**Tareas requeridas**
1. Indica si cada afirmación concuerda con el texto sobre el caso Venezuela, respondiendo sí o no y citando literalmente las palabras del texto que lo deciden. (a) El régimen se empeñó en aferrarse al poder sin orden ni razón. (b) El virus causó estragos mediante disparos y cañonazos. (c) El modelo impuesto como modelo de desarrollo era de tipo económico-militarista.
2. Escribe la continuación del texto sobre el caso Venezuela, empezando justo después de su última oración.

**Texto de lectura**
========

Esa política de troglodita compostura, no reconoce que la democracia es el único medio mediante el cual puede arrogarse el manejo del poder como forma de gobierno para motivar la apertura de sociedades abiertamente comprometidas con las libertades y los derechos humanos. Sociedades que adoptan decisiones con el propósito de coadyuvar al gobierno a lograr objetivos en las áreas de mayor integración.
Pero las realidades solicitadas por una praxis de excelsa política, disciernen de situaciones dominadas por variables de oscuro matiz. Todas dignas, de una cruenta rivalidad. No obstante, hacia ellas apunta todo gobierno adentrado en ejercicios de autoritarismo. Más, si es hegemónico.
EL CASO VENEZUELA
Eso, desafortunadamente, es el caso Venezuela. Un régimen que en medio de la crisis provocada por la pandemia, siguió sumiendo a la población en una crisis política, social y económica. O sea, en un caos causado por el temprano agotamiento del modelo económico-militarista impuesto a manera de modelo de desarrollo. Pero que arrastró una crisis del tipo de acumulación, tras otra del tipo de dominación vigente. Y en la mitad de tan caótico estado de hechos, el régimen político se empeñó en aferrarse al poder “sin ton ni son”.
No obstante, el problema se extendió una vez que la tozudez del régimen hizo que su estabilidad se aguantara sobre un ejercicio de usurpación del cual se valió para manejar el poder a su entero capricho y necedad. En consecuencia, entendió la racionalidad que demandaba atender la crisis de salud, sanitaria o médica que trajo la incursión biológica del virus SARS Co-2. Virus éste con una enorme capacidad para causar estragos. Cual estado de guerra, sin que para ello se disparara una sola bala, o un solo cañonazo.

========

**Datos mostrados**
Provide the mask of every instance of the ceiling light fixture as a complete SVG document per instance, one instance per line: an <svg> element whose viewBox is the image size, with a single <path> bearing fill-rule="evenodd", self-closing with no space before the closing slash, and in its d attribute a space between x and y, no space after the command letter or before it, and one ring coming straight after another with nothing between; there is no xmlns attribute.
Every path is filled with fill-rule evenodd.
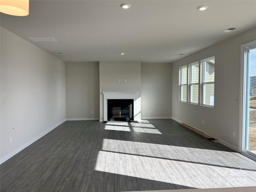
<svg viewBox="0 0 256 192"><path fill-rule="evenodd" d="M128 3L123 3L120 5L120 6L124 9L128 9L131 6L131 4Z"/></svg>
<svg viewBox="0 0 256 192"><path fill-rule="evenodd" d="M29 0L1 0L0 12L14 16L29 14Z"/></svg>
<svg viewBox="0 0 256 192"><path fill-rule="evenodd" d="M207 5L202 5L202 6L199 6L197 8L197 9L199 10L200 11L204 11L207 8L208 8L208 6Z"/></svg>

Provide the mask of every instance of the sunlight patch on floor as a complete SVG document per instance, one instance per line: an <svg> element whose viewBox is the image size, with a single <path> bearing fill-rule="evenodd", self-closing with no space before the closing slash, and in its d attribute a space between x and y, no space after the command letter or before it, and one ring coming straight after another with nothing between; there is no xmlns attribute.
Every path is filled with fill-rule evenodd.
<svg viewBox="0 0 256 192"><path fill-rule="evenodd" d="M252 179L236 178L246 174L255 178L255 172L108 151L99 152L95 170L200 188L256 184Z"/></svg>
<svg viewBox="0 0 256 192"><path fill-rule="evenodd" d="M241 162L242 155L237 152L109 139L103 140L102 150L216 166L256 170L256 164L254 167L241 166L243 164ZM230 160L223 161L226 158ZM247 160L254 163L253 160Z"/></svg>
<svg viewBox="0 0 256 192"><path fill-rule="evenodd" d="M116 126L114 125L108 125L105 126L105 130L112 130L114 131L131 131L129 127L126 126Z"/></svg>
<svg viewBox="0 0 256 192"><path fill-rule="evenodd" d="M156 129L148 129L146 128L141 128L138 127L133 127L132 128L134 132L162 134L161 132Z"/></svg>

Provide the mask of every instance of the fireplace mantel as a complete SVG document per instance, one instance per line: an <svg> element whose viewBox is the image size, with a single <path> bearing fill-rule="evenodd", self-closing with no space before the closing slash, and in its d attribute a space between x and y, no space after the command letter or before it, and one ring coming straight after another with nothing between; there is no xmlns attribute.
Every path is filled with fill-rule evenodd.
<svg viewBox="0 0 256 192"><path fill-rule="evenodd" d="M138 98L139 92L102 92L103 94L104 121L108 121L108 99L133 99L134 120L140 120L138 114L140 112L140 98Z"/></svg>

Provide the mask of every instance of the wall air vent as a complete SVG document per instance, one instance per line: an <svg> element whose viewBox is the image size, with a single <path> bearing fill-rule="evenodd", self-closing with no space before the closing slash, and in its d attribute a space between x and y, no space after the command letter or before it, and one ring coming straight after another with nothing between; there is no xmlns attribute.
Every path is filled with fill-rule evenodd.
<svg viewBox="0 0 256 192"><path fill-rule="evenodd" d="M51 37L28 37L29 39L34 42L57 42Z"/></svg>
<svg viewBox="0 0 256 192"><path fill-rule="evenodd" d="M224 30L221 32L222 33L227 33L228 32L230 32L230 31L234 31L235 29L237 29L237 27L230 27L229 28L228 28L227 29Z"/></svg>

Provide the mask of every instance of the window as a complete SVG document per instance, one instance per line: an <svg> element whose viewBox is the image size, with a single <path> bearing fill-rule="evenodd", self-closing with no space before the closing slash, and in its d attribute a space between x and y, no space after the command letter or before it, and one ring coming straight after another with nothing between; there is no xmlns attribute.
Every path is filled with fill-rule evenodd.
<svg viewBox="0 0 256 192"><path fill-rule="evenodd" d="M202 64L202 103L203 105L214 105L215 57L203 60Z"/></svg>
<svg viewBox="0 0 256 192"><path fill-rule="evenodd" d="M188 67L180 68L180 101L187 102Z"/></svg>
<svg viewBox="0 0 256 192"><path fill-rule="evenodd" d="M198 104L199 93L199 62L190 64L189 68L190 102Z"/></svg>

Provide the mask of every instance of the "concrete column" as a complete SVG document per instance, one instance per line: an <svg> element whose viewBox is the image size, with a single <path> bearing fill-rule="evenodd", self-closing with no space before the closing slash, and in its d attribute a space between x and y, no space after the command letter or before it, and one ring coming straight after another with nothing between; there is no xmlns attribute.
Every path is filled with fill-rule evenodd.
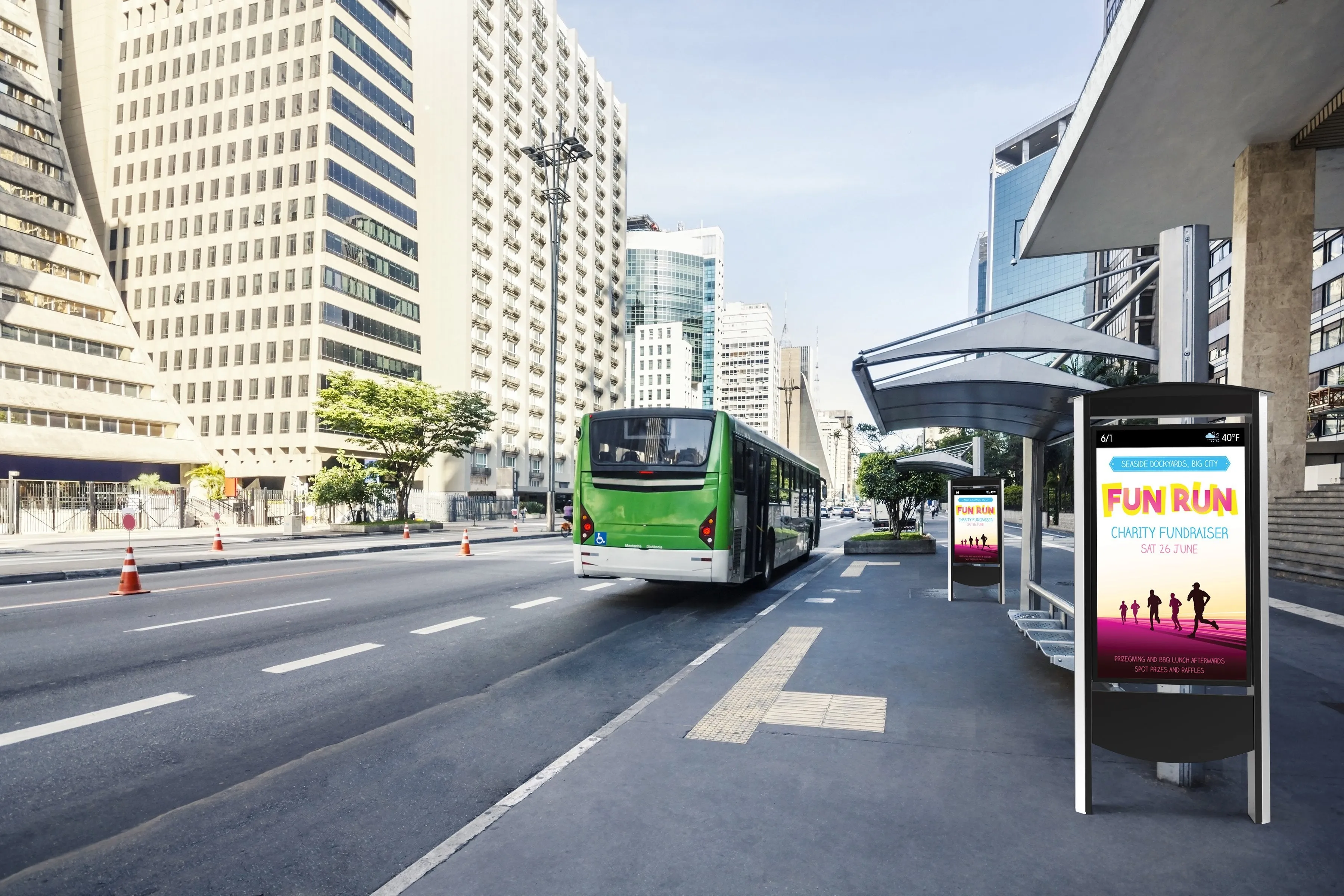
<svg viewBox="0 0 1344 896"><path fill-rule="evenodd" d="M1306 467L1316 150L1251 145L1232 171L1227 382L1273 392L1265 422L1269 498L1301 490Z"/></svg>
<svg viewBox="0 0 1344 896"><path fill-rule="evenodd" d="M1208 382L1208 227L1172 227L1159 235L1157 379Z"/></svg>
<svg viewBox="0 0 1344 896"><path fill-rule="evenodd" d="M1040 496L1046 485L1046 442L1021 441L1021 570L1017 606L1039 610L1040 600L1031 592L1031 582L1040 583Z"/></svg>

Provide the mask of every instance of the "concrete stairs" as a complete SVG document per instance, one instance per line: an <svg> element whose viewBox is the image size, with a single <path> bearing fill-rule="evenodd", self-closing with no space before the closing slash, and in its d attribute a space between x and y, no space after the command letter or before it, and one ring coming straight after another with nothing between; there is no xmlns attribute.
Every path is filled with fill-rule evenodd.
<svg viewBox="0 0 1344 896"><path fill-rule="evenodd" d="M1270 501L1269 568L1285 579L1344 587L1344 485Z"/></svg>

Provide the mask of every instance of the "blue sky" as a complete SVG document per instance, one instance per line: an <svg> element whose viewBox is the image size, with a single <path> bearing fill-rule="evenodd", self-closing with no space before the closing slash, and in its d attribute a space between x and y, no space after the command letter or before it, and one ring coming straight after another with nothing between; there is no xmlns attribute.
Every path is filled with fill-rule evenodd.
<svg viewBox="0 0 1344 896"><path fill-rule="evenodd" d="M862 348L966 314L995 144L1074 102L1102 0L559 0L629 105L630 214L724 231L730 301L785 293L821 400Z"/></svg>

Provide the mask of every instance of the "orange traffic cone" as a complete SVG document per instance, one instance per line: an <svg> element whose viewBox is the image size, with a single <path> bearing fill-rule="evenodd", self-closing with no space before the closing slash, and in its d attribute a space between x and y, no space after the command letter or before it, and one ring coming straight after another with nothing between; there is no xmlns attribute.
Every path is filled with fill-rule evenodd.
<svg viewBox="0 0 1344 896"><path fill-rule="evenodd" d="M140 587L140 570L136 568L136 553L126 545L126 559L121 564L121 584L109 594L149 594L149 588Z"/></svg>

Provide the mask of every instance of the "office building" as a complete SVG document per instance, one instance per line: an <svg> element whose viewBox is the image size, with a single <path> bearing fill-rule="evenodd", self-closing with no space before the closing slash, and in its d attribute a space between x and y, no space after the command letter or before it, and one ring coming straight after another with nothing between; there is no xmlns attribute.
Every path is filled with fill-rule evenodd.
<svg viewBox="0 0 1344 896"><path fill-rule="evenodd" d="M810 345L785 345L780 349L780 383L775 386L780 442L814 463L821 470L821 478L831 482L831 463L813 394L814 375Z"/></svg>
<svg viewBox="0 0 1344 896"><path fill-rule="evenodd" d="M0 476L179 482L206 454L98 251L62 116L62 13L7 3L0 27Z"/></svg>
<svg viewBox="0 0 1344 896"><path fill-rule="evenodd" d="M282 488L348 443L329 371L422 379L415 73L375 0L67 4L77 176L212 459Z"/></svg>
<svg viewBox="0 0 1344 896"><path fill-rule="evenodd" d="M694 387L714 396L714 321L723 302L723 231L660 230L648 215L626 222L626 349L641 326L681 324L695 360ZM633 357L630 359L633 361ZM628 396L638 387L626 382Z"/></svg>
<svg viewBox="0 0 1344 896"><path fill-rule="evenodd" d="M724 302L715 329L714 407L780 438L780 345L769 305Z"/></svg>
<svg viewBox="0 0 1344 896"><path fill-rule="evenodd" d="M418 60L417 132L434 159L421 180L421 234L434 247L421 269L437 292L425 309L425 379L484 391L499 415L468 458L435 463L425 488L499 494L526 465L520 490L544 500L548 453L556 488L569 489L575 422L622 404L626 110L551 1L441 0L415 12L433 35ZM546 180L521 149L552 140L560 117L593 157L570 168L551 271Z"/></svg>
<svg viewBox="0 0 1344 896"><path fill-rule="evenodd" d="M817 426L827 453L831 480L827 482L828 500L843 504L853 500L853 477L859 470L859 447L853 439L853 414L849 411L818 411Z"/></svg>
<svg viewBox="0 0 1344 896"><path fill-rule="evenodd" d="M695 348L684 324L636 326L629 343L632 407L702 407Z"/></svg>
<svg viewBox="0 0 1344 896"><path fill-rule="evenodd" d="M1019 258L1017 242L1050 160L1074 107L1066 106L995 146L989 173L989 231L985 236L984 301L992 312L1052 289L1086 279L1094 254ZM970 294L980 302L980 244L972 261ZM1079 286L1028 305L1025 310L1071 321L1091 310L1091 292ZM973 312L980 313L980 312Z"/></svg>

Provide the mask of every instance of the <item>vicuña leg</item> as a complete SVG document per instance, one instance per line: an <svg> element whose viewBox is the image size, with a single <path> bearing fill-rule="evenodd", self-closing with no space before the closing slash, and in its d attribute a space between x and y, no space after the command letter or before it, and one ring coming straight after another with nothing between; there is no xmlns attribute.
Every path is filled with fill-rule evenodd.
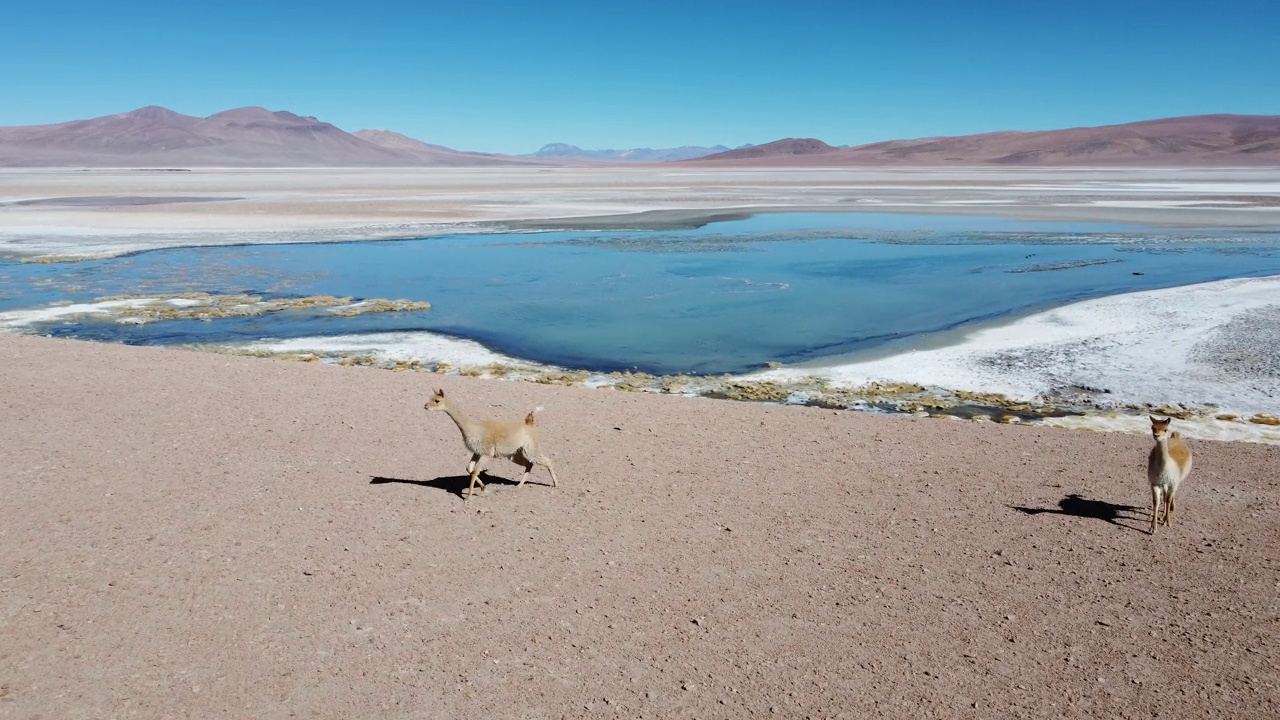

========

**Respuestas numeradas**
1.
(a) Sí: «el régimen político se empeñó en aferrarse al poder “sin ton ni son”».
(b) No: «sin que para ello se disparara una sola bala, o un solo cañonazo».
(c) Sí: «el temprano agotamiento del modelo económico-militarista impuesto a manera de modelo de desarrollo».

2.
Fue la oportunidad que mejor advirtió el régimen para imponer su voluntad, a costa de la mendicidad padecida por la población por falta de alimentos y el cuadro de salud que el temido virus ocasionó desde un principio. Así que convirtió el confinamiento ordenado por la Organización Mundial de la Salud, OMS, a modo de prevención, en un asfixiante mecanismo de “control social” Que no sólo afectó individuos y familias. Sino que sirvió de coartada para decretar un intervencionismo que reafirmara la concentración del poder público. Para así acabar de poner a la democracia “contra la pared” confinando su significación y trascendencia. Además, todo esto, acompañado de una crisis de servicios públicos (electricidad, agua, gas doméstico, internet, transporte público, gasolina) provocada por la ineptitud de impugnados y acusados funcionarios “revolucionarios”.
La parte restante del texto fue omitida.